#### Required task 1:
Repeat the film reviews from "were two cops." through "to talk about.", swapping "actors" for "leads".

═════ Passage given ═════

When Mani Ratnam’s Dil
Se was released, terrorism had created a global scare. It was
thought that this fact would help Dil Se by heightening the
impact on the masses. But Mani Ratnam attempt got lost in the weak
screenplay and sketchy characterization and the film turned out to be a
pale shadow of Gulzar’s Maachis. Manisha Koirala played Meghna,
a terrorist, but her character was turn between playing human and a
terrorist cause. Amar (Shah Rukh Khan) was sent on an assignment by
All-India Radio to the North-East, where he met Meghna. Despite his
attempts to get close to Meghna, she left him in the lurch. He then went
back to Delhi and got engaged to outspoken Preity (Preity Zinta).
Cinematography by Sivan and catchy tunes by A.R. Rahman Chal Chhaiyan
Chhaiyan, Dil Se, Satrangi Re were the film’s high points.
Karan Johar’s
directorial debut Kuch Kuch Hota Hai revolved around three
college friends — Rahul (Shah Rukh Khan), Anjali (Kajol) and Tina
(Rani Mukherjee). Rahul and Anjali shared a platonic relationship. The
campus head-turner Tina proved a perfect foil to the tomboyish Anjali
and Rahul fell in love and married Tina. After Tina’s death, her
daughter, also named Anjali, brought the two friends, Rahul and Anjali,
together again. Every leading actress of the time had rejected the role
that Rani Mukherjee essayed with finesse, making her an actres to watch
out for. The film followed the traditions of feel-good films like Dilwale
Dulhaniya Le Jayengey and was a thundering success at the box
office.
David Dhawan’s Bade
Miyan Chote Miyan was inspired by William Shakespeare’s A
Comedy of Errors. Arjun Singh (Amitabh Bachchan) and Pyare Mohan (Govinda)
were two cops. Whose work brings them in contact with across Neha (Ramya),
who was witness to her friends’s murder.
It goes to the credit
of the two actors that they carried this scriptless and senseless film
deftly on their shoulders. Apart from their rib-tickling comedy, Dhawan’s
cinematic capabilities were nothing much to talk about.
Raj Kumar Santoshi’s
China Gate highlighted Robert Broning’s dictum ‘Grow old with me,
the best is yet to be’. The film revolved around 10 former Army men
who were court martialled for fleeing the battlefield. Branded as
cowards and timid, they lived a life of dishonour and disgrace, but when
they stumbled upon a mission that would restore their lost glory, they
left no stone unturned to prove their patriotism. Annu Malik’s Chhamma
Chhamma, however, was not in tune with the script..

═════ Task data ═════

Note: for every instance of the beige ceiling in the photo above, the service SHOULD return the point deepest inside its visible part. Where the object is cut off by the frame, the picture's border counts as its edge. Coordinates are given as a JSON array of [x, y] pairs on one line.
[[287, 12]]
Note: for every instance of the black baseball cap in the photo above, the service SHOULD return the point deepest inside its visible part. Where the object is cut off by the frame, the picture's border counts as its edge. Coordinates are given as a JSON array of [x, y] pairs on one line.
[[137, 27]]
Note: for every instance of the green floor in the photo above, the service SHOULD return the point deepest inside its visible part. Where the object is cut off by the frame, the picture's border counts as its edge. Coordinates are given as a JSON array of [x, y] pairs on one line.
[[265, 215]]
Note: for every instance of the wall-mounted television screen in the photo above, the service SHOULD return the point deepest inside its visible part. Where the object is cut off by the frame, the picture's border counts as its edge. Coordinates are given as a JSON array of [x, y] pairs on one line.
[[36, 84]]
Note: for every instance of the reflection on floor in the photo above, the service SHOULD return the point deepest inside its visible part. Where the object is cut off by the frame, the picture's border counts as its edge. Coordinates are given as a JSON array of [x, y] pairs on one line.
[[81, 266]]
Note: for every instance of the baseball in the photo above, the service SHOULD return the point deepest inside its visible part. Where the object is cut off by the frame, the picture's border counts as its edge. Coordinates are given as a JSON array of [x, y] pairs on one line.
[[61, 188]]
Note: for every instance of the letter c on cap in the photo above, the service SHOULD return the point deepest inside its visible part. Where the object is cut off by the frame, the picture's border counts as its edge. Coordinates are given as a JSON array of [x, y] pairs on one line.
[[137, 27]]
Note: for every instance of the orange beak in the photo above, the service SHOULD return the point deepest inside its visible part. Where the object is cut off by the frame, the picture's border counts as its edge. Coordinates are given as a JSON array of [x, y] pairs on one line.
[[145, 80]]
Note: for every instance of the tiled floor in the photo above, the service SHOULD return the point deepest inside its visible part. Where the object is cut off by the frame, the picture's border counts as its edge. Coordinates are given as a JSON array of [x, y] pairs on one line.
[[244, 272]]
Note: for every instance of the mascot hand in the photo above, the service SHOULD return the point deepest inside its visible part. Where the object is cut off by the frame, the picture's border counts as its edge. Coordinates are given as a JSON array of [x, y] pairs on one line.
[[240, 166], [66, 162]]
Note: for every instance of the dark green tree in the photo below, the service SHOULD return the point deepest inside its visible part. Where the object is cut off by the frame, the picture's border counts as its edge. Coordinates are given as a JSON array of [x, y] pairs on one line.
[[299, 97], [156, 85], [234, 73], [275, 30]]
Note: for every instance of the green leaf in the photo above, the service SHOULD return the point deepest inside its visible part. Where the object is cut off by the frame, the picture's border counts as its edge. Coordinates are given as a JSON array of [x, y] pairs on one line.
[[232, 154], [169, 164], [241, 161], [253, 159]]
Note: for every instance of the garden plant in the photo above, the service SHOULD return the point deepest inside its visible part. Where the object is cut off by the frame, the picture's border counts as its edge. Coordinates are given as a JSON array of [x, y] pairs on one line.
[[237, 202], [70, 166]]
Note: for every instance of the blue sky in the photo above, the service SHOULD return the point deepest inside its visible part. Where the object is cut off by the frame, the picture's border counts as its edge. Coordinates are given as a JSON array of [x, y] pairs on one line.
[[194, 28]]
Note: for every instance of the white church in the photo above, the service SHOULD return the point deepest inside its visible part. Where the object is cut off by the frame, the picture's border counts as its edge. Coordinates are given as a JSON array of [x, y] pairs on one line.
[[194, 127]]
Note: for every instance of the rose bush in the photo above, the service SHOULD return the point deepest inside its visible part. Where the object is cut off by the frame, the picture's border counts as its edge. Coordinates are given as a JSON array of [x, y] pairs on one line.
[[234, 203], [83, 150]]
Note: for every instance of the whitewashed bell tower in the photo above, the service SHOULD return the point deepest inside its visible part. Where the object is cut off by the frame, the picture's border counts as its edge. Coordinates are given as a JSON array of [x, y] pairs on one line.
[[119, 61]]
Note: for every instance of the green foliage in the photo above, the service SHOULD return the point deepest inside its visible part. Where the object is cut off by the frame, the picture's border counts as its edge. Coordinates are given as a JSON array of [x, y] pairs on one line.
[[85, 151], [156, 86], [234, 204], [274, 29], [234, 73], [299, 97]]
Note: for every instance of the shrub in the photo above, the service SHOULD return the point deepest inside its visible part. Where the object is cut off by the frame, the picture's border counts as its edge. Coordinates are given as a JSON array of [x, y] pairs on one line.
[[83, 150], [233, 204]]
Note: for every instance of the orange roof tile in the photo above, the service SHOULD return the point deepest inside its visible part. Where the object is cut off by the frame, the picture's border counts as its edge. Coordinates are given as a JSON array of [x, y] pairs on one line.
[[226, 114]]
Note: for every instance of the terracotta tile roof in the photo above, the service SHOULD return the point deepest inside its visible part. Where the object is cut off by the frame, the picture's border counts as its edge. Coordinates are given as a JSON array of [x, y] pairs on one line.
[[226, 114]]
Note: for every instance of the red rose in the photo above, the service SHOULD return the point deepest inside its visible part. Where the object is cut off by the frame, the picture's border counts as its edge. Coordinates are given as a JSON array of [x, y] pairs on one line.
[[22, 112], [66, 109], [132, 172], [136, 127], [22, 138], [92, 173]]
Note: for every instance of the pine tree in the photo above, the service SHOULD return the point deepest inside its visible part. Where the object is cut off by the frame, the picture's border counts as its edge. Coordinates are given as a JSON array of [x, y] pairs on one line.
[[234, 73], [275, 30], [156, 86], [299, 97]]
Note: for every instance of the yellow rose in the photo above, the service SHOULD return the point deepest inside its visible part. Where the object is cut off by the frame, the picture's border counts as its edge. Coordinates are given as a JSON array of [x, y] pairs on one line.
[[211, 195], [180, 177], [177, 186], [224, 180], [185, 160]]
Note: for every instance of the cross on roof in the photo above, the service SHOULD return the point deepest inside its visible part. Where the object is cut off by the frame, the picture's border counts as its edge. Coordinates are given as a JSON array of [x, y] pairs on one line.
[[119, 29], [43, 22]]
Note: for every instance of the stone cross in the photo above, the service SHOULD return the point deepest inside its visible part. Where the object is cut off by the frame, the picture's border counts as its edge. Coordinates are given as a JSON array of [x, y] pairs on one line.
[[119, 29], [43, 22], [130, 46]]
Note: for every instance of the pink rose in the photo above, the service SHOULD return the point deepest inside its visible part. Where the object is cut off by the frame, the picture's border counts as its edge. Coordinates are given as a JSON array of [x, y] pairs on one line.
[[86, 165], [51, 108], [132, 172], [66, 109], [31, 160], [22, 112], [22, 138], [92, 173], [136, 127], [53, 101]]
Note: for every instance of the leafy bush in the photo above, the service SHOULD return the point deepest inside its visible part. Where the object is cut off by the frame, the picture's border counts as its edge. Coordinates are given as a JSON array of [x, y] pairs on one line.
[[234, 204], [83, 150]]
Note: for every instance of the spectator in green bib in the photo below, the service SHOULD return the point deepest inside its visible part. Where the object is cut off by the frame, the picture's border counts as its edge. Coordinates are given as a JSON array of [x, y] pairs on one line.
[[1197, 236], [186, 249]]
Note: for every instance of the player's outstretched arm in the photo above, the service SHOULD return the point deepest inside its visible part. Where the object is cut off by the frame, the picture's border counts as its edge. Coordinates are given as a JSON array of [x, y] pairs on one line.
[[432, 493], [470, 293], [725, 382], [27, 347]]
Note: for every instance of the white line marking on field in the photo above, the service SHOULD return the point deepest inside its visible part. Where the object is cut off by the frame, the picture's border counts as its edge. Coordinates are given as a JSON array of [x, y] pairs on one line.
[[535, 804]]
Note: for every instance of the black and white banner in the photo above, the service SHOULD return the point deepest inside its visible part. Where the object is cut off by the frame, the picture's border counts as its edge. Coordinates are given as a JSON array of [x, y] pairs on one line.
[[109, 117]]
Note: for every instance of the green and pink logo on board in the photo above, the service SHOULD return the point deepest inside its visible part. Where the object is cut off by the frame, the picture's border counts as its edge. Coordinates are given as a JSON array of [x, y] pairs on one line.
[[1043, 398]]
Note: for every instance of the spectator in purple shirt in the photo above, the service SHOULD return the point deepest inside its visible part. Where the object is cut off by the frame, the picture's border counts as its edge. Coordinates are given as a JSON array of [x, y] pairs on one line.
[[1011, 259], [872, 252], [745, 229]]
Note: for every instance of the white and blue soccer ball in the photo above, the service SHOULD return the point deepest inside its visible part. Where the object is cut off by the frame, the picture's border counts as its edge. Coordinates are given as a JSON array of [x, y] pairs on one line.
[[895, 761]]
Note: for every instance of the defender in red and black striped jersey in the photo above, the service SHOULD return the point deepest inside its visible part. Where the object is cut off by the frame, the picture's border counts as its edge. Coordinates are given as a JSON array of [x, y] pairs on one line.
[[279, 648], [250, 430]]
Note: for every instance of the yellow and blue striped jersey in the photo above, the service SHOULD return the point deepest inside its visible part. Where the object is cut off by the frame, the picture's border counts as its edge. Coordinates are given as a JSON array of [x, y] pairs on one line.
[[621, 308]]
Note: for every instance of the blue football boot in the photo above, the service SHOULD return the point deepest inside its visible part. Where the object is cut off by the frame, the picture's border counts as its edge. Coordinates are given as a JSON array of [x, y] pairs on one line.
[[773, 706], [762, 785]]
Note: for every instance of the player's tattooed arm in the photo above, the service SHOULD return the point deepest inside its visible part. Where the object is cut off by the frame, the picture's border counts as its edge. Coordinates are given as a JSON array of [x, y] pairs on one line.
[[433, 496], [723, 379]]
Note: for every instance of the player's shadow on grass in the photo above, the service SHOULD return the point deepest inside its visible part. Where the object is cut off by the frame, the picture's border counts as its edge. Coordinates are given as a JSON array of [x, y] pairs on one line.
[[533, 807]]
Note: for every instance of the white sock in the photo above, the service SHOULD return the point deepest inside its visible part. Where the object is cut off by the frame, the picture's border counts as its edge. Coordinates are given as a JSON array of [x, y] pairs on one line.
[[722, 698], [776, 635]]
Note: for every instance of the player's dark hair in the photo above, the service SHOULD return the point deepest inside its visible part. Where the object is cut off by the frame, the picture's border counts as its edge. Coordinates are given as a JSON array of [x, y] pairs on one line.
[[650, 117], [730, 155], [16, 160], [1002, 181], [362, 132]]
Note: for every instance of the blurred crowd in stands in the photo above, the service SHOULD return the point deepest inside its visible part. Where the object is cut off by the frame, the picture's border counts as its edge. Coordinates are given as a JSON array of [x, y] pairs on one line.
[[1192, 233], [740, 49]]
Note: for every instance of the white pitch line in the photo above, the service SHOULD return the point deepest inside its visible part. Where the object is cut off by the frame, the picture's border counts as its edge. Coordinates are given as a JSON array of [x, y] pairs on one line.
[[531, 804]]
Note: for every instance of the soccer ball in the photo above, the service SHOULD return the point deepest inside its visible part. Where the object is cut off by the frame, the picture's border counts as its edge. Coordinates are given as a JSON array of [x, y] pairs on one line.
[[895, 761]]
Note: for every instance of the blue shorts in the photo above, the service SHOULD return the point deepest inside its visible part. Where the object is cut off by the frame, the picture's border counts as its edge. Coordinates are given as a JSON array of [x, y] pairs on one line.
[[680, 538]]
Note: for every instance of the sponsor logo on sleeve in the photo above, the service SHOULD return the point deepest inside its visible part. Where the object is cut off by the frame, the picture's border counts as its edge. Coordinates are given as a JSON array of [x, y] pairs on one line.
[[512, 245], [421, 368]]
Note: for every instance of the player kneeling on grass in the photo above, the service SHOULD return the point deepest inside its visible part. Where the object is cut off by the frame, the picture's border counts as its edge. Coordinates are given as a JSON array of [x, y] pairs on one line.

═════

#### Required task 2:
Reproduce only the stretch of records from the line that contains "Note: for every instance of the green and" through the line that contains "[[1043, 398]]", requests included, and raise every coordinate in the answers by 85.

#### Task result 1:
were two cops. Whose work brings them in contact with across Neha (Ramya),
who was witness to her friends’s murder.
It goes to the credit
of the two leads that they carried this scriptless and senseless film
deftly on their shoulders. Apart from their rib-tickling comedy, Dhawan’s
cinematic capabilities were nothing much to talk about.

#### Task result 2:
Note: for every instance of the green and pink logo on board in the photo above, the service SHOULD return the point deepest inside its visible part. Where the object is cut off by the frame, the picture's border counts as its edge. Coordinates are given as a JSON array of [x, y] pairs on one line.
[[1128, 483]]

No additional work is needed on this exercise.